◆ **TASK REQUIREMENTS**: A word-for-word copy of the records is needed, with every picture left out.

◆ **EXTRACTED INFORMATION**:
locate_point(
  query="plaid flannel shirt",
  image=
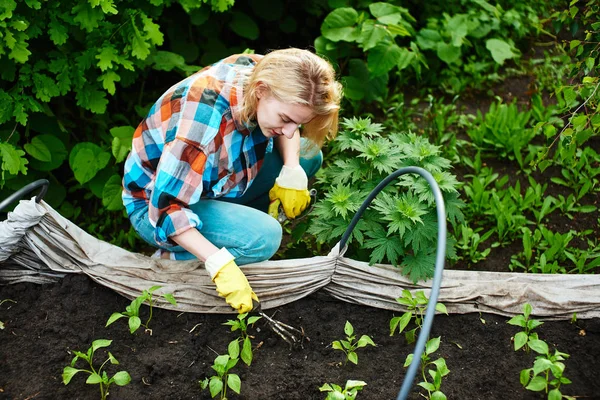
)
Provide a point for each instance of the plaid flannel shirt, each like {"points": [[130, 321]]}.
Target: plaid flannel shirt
{"points": [[193, 145]]}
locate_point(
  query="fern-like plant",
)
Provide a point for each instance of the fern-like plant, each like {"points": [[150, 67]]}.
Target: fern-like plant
{"points": [[400, 228]]}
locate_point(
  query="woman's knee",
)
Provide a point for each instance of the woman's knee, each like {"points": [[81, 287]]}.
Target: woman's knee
{"points": [[262, 243]]}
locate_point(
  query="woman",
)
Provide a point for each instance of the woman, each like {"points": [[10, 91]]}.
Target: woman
{"points": [[216, 147]]}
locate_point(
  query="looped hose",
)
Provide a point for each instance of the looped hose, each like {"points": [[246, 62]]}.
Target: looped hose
{"points": [[43, 183], [439, 263]]}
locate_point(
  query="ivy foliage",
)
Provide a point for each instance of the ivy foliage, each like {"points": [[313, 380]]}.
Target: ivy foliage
{"points": [[61, 64], [375, 39], [401, 226]]}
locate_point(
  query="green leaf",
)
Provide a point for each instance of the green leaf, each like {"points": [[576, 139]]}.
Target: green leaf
{"points": [[215, 386], [58, 32], [537, 384], [68, 373], [86, 160], [111, 195], [371, 35], [234, 382], [383, 57], [437, 395], [539, 346], [353, 357], [387, 13], [121, 378], [134, 323], [100, 343], [244, 26], [93, 379], [448, 53], [12, 159], [500, 50], [520, 340], [339, 25], [246, 354], [38, 150]]}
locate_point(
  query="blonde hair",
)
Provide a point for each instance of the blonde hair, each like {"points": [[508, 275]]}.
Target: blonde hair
{"points": [[296, 76]]}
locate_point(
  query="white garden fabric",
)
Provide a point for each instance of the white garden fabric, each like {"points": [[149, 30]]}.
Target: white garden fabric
{"points": [[38, 245]]}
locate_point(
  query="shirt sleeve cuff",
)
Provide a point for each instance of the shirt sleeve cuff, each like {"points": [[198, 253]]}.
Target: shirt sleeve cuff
{"points": [[215, 262]]}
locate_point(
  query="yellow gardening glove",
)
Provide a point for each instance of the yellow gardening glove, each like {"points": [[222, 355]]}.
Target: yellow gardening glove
{"points": [[231, 281], [291, 189]]}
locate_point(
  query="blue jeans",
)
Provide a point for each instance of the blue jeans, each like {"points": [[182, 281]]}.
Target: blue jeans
{"points": [[241, 225]]}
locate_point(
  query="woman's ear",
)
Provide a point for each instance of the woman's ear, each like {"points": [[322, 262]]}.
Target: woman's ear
{"points": [[261, 90]]}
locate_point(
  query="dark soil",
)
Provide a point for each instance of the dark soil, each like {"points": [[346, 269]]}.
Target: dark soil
{"points": [[48, 322]]}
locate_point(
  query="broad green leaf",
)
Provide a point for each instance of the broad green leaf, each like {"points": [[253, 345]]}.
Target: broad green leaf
{"points": [[244, 26], [539, 346], [215, 386], [246, 354], [93, 379], [448, 53], [353, 357], [383, 57], [100, 343], [387, 13], [520, 340], [106, 57], [351, 384], [371, 35], [86, 160], [537, 384], [12, 159], [167, 61], [234, 382], [111, 195], [121, 378], [500, 50], [339, 25], [363, 341], [437, 395], [68, 373]]}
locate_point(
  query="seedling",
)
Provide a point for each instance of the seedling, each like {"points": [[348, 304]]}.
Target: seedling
{"points": [[218, 384], [97, 376], [241, 323], [335, 392], [547, 373], [526, 336], [441, 370], [132, 311], [349, 346], [416, 307], [2, 302]]}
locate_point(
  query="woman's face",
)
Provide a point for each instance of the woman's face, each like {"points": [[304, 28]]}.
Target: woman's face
{"points": [[276, 118]]}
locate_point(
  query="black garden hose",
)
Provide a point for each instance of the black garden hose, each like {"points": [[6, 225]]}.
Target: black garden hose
{"points": [[43, 183], [439, 264]]}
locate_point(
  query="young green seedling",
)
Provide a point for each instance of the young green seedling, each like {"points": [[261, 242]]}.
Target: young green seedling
{"points": [[416, 307], [241, 323], [2, 302], [132, 311], [335, 392], [538, 378], [441, 370], [218, 384], [349, 346], [97, 376], [523, 338]]}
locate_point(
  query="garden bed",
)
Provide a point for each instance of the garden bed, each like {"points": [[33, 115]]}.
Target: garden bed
{"points": [[48, 321]]}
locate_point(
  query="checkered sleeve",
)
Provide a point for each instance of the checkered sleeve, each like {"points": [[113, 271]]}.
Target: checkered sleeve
{"points": [[195, 112]]}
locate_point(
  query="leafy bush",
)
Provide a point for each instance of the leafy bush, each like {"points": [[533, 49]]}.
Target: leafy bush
{"points": [[400, 228]]}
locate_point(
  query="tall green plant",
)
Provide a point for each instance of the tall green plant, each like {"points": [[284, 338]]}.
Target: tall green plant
{"points": [[400, 227]]}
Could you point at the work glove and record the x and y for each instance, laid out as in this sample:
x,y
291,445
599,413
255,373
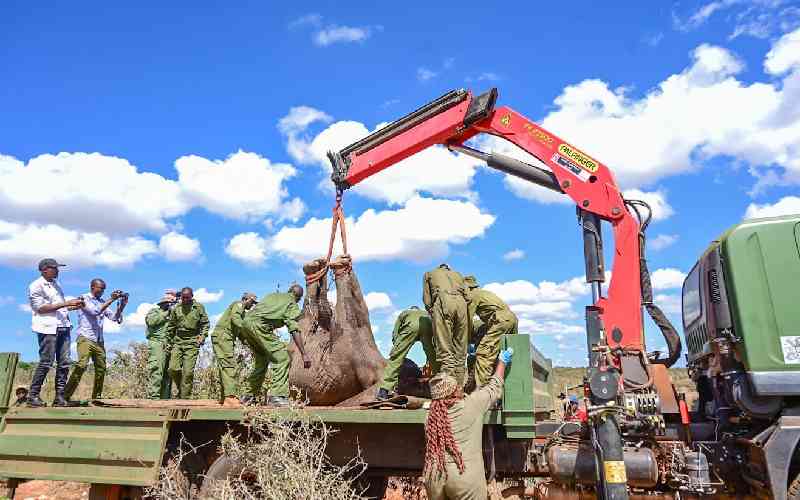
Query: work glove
x,y
506,355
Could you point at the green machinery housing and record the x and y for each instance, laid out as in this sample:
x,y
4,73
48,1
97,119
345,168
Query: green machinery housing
x,y
741,310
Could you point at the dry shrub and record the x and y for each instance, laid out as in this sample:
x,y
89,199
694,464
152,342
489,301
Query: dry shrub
x,y
407,488
126,374
278,456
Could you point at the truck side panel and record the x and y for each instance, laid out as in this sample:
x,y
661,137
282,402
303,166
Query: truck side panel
x,y
762,271
121,447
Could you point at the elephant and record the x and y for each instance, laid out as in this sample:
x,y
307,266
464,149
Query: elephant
x,y
347,366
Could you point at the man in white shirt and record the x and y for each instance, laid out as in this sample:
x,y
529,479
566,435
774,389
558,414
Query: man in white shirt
x,y
91,344
50,322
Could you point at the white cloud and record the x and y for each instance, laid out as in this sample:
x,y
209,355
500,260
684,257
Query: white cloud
x,y
700,113
486,76
312,19
669,303
788,205
248,248
756,18
784,55
294,125
553,310
342,34
178,247
137,317
244,186
535,327
662,241
664,279
204,296
378,301
88,185
111,326
525,292
421,231
515,254
435,170
22,245
425,74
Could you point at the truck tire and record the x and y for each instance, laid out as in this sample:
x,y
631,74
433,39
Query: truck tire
x,y
794,489
373,487
222,468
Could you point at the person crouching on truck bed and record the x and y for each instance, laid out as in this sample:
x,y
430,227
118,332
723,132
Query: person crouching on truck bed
x,y
412,325
227,330
50,322
272,312
453,436
497,319
158,346
444,296
91,345
188,329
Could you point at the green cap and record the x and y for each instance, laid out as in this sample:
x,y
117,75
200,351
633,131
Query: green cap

◆ **ANSWER TO THE PROBLEM**:
locate_point(
  query="plaid flannel shirt",
  image=
)
Provide a point for each instance of the plaid flannel shirt, each like {"points": [[130, 321]]}.
Target: plaid flannel shirt
{"points": [[193, 145]]}
locate_point(
  query="fern-like plant",
)
Provide a point for each instance of the fern-like plant, each like {"points": [[150, 67]]}.
Target: fern-like plant
{"points": [[400, 228]]}
locate_point(
  query="woman's knee",
)
Provide a point for each instance of the woman's knee, each like {"points": [[81, 287]]}.
Target: woman's knee
{"points": [[262, 243]]}
locate_point(
  query="woman",
)
Provide a point for each instance of the woman, each like {"points": [[10, 91]]}.
Target: woman
{"points": [[216, 147]]}
locate_point(
  query="looped hose",
)
Provide a point for each instance of the looped hose, each like {"points": [[246, 62]]}.
Target: looped hose
{"points": [[43, 183], [439, 263]]}
locate_point(
  query="ivy foliage",
)
Provide a point for each instance of the ivy foliage, each like {"points": [[313, 380]]}.
Target: ivy foliage
{"points": [[61, 64], [375, 39], [401, 226]]}
locate_point(
  query="green leaf",
)
Provide a point for each instance of the green leaf, each like {"points": [[576, 139]]}.
Target: green leaf
{"points": [[215, 386], [58, 32], [537, 384], [68, 373], [86, 160], [111, 195], [371, 35], [234, 382], [383, 57], [437, 395], [539, 346], [353, 357], [387, 13], [121, 378], [134, 323], [100, 343], [244, 26], [93, 379], [448, 53], [12, 159], [500, 50], [520, 340], [339, 25], [246, 354], [38, 150]]}
locate_point(
  query="blonde hair",
)
Provide a point for each instance of the blonde hair, each like {"points": [[508, 275]]}.
Target: blonde hair
{"points": [[296, 76]]}
locate_point(
  query="white garden fabric",
)
Provide a point for each instance of the white garden fabric, each like {"points": [[149, 30]]}.
Target: white garden fabric
{"points": [[38, 245]]}
locate_point(
  query="shirt sleeve cuff",
)
Provide a point for each instance of the shirt sleeve cuff, each like {"points": [[198, 253]]}.
Target: shirt sleeve cuff
{"points": [[215, 262]]}
locate_point(
  query="yellow gardening glove",
)
Provide a point for each instance of the yellow gardening glove, each like {"points": [[222, 355]]}.
Target: yellow gardening glove
{"points": [[231, 281], [291, 189]]}
locate_point(
  query="blue jeans",
)
Provide a point for each instance of the blue jeans, each like {"points": [[182, 281]]}.
Target: blue jeans
{"points": [[241, 225]]}
locate_point(
  query="woman's ear",
)
Provide a point for each instance of the woman's ear, each like {"points": [[322, 262]]}.
Target: woman's ear
{"points": [[261, 90]]}
locate_point(
  query="dark soil",
)
Provide a point for each instance of the dark soil, each like {"points": [[346, 269]]}.
Target: dark soil
{"points": [[48, 322]]}
locate_point(
  query="broad green leaf",
)
Provide a point for each instance of the broad green leaf, each like {"points": [[253, 345]]}.
Target: broad green leaf
{"points": [[244, 26], [539, 346], [215, 386], [246, 354], [93, 379], [448, 53], [353, 357], [383, 57], [100, 343], [387, 13], [520, 340], [106, 57], [351, 384], [371, 35], [86, 160], [537, 384], [12, 159], [167, 61], [234, 382], [111, 195], [121, 378], [500, 50], [339, 25], [363, 341], [437, 395], [68, 373]]}
locate_point(
  query="seedling",
)
Provide a point for each instance of the seedling, each like {"points": [[348, 304]]}.
Target: seedling
{"points": [[218, 384], [97, 376], [241, 323], [335, 392], [547, 373], [526, 336], [441, 370], [132, 311], [349, 346], [416, 307], [2, 302]]}
locate_point(
  query="woman's face",
)
Provide a point for each instance of the woman's face, each like {"points": [[304, 28]]}.
Target: woman's face
{"points": [[276, 118]]}
locate_point(
  query="black garden hose",
)
Provide a point for each instance of the black garden hose, each like {"points": [[6, 225]]}.
Target: black garden hose
{"points": [[43, 183], [439, 264]]}
locate_point(
  query="young green seedling",
)
Provide a point for each instance of the young green seedling, each like {"points": [[261, 242]]}.
Target: young green seedling
{"points": [[416, 307], [241, 323], [2, 302], [132, 311], [335, 392], [538, 378], [441, 370], [218, 384], [349, 346], [97, 376], [523, 338]]}
locate_point(
  query="garden bed",
)
Provide a point for each instance of the garden bed, each like {"points": [[33, 115]]}.
Target: garden bed
{"points": [[48, 321]]}
locate_point(
  query="checkered sleeve",
)
Provide a point for each instance of the checkered sleeve, each like {"points": [[113, 271]]}.
Target: checkered sleeve
{"points": [[195, 112]]}
locate_point(
  query="leafy bush",
)
Provide a point for each instance of the leafy bush, each like {"points": [[533, 49]]}.
Target: leafy bush
{"points": [[400, 228]]}
locate_point(
  query="tall green plant",
)
Provide a point for each instance of the tall green plant, each like {"points": [[284, 338]]}.
Target: tall green plant
{"points": [[400, 227]]}
Could you point at the work glove and record the x and y for each instance, laid out as in this sample:
x,y
291,445
599,413
255,373
Query: work glove
x,y
506,355
Could you point at the green machinery housing and record the x and y for each instance, laid out as in this sample:
x,y
4,73
48,1
97,119
345,168
Query: green machinery housing
x,y
741,310
Could you point at the dry shrub and record the x and y for each instance, laid out as in this sample:
x,y
89,199
694,464
152,342
489,301
Query: dry shrub
x,y
407,488
126,374
278,456
Could you point at the truck side panel and record the x and y for each instance, laid out as in this sample:
x,y
661,137
282,402
303,166
Query: truck side panel
x,y
762,271
121,447
Could you point at the elephant and record the x and y for each instance, laid out as in this sample:
x,y
307,266
464,149
Query: elephant
x,y
347,366
Could you point at the man in white shirt and record the x and y for each instance, laid out as in this sample:
x,y
529,479
566,435
774,389
558,414
Query: man in white shirt
x,y
91,344
50,322
Could you point at the white cloud and record the x and y for each instance, laid out as in this sample:
x,y
209,355
500,260
684,257
Query: white cloud
x,y
700,113
486,76
312,19
669,303
788,205
248,248
756,18
784,55
294,125
553,310
342,34
178,247
137,317
244,186
535,327
662,241
664,279
204,296
378,301
88,185
111,326
525,292
421,231
515,254
435,170
22,245
425,74
Could you point at the truck tire and record the x and y for each instance, laid out as in this sample:
x,y
631,74
433,39
Query: truck tire
x,y
794,489
373,487
222,468
Could you point at the person crouching on truck bed and record the x and y for each instance, laid out as in this sample:
x,y
430,227
118,332
723,132
Query: person crouching on truck bed
x,y
412,325
227,330
50,322
272,312
453,436
497,319
158,346
444,296
91,345
188,329
Could you point at the green cap and record the x and y for each instance, laid out as in this sample:
x,y
117,75
200,351
633,131
Query: green cap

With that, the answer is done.